> TEXT BLOCK
┄┄┄┄┄┄

Question

A physics major is working to pay her college tuition by performing in a traveling carnival. She rides a motorcycle inside a hollow, transparent plastic sphere. After gaining sufficient speed, she travels in a vertical circle with a radius of 15.0 m. She has a mass of 80.0 kg and her motorcycle has mass 30.0 kg. What minimum speed must she have at the top of the circle for the motorcycle tires to remain in contact with the sphere

Answer 1

Answer:

v = 12.1 m/s

Explanation:

• When at the top of the circle, there are two forces acting on the combined mass of the rider and the motorcycle.
• These are the force of gravity (downward) and the normal force, which is directed from the surface away from it, perpendicular to the surface.
• In this case, as the motorcycle runs in the interior of the circle, at the top point this force is completely vertical, and is also downward.
• Since the motorcycle is moving in a vertical circle, there must be a force, keeping the object moving around a circle.
• This force is the centripetal force, aims towards the center of the circle, and is just the net force aiming in this direction at any point.
• At the top point, this force is just the sum of the normal force and the weight of the mass of the rider and the motorcycle combined, as follows (we take the direction towards the center as positive):

       $F_{c} = N + m*g (1)$

• Now, we know that the centripetal force is related with the tangential speed at this point and the radius of the circle as follows:

       $F_{c} = m*\frac{v^{2}}{r} (2)$

• Since the normal force takes any value as needed to make (1) equal to (2),  if the speed diminishes, it will be needed less force to keep the equality valid.

┄┄┄┄┄┄

[Labeling and segmentation records]
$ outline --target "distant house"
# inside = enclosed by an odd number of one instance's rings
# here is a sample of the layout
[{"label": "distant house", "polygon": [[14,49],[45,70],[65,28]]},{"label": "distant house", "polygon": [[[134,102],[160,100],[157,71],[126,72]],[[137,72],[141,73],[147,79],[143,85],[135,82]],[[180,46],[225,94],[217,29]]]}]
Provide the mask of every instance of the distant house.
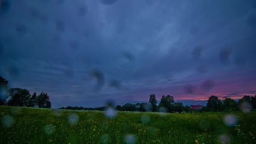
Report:
[{"label": "distant house", "polygon": [[190,109],[196,109],[198,108],[201,108],[203,106],[202,105],[192,105],[190,106]]}]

┄┄┄┄┄┄

> WORK TO DO
Write out the entire carnival motorcycle physics text, word for word. These records have no connection to the physics text above them.

> RESULT FOR THIS TASK
Question

A physics major is working to pay her college tuition by performing in a traveling carnival. She rides a motorcycle inside a hollow, transparent plastic sphere. After gaining sufficient speed, she travels in a vertical circle with a radius of 15.0 m. She has a mass of 80.0 kg and her motorcycle has mass 30.0 kg. What minimum speed must she have at the top of the circle for the motorcycle tires to remain in contact with the sphere

Answer 1

Answer:

v = 12.1 m/s

Explanation:

• When at the top of the circle, there are two forces acting on the combined mass of the rider and the motorcycle.
• These are the force of gravity (downward) and the normal force, which is directed from the surface away from it, perpendicular to the surface.
• In this case, as the motorcycle runs in the interior of the circle, at the top point this force is completely vertical, and is also downward.
• Since the motorcycle is moving in a vertical circle, there must be a force, keeping the object moving around a circle.
• This force is the centripetal force, aims towards the center of the circle, and is just the net force aiming in this direction at any point.
• At the top point, this force is just the sum of the normal force and the weight of the mass of the rider and the motorcycle combined, as follows (we take the direction towards the center as positive):

       $F_{c} = N + m*g (1)$

• Now, we know that the centripetal force is related with the tangential speed at this point and the radius of the circle as follows:

       $F_{c} = m*\frac{v^{2}}{r} (2)$

• Since the normal force takes any value as needed to make (1) equal to (2),  if the speed diminishes, it will be needed less force to keep the equality valid.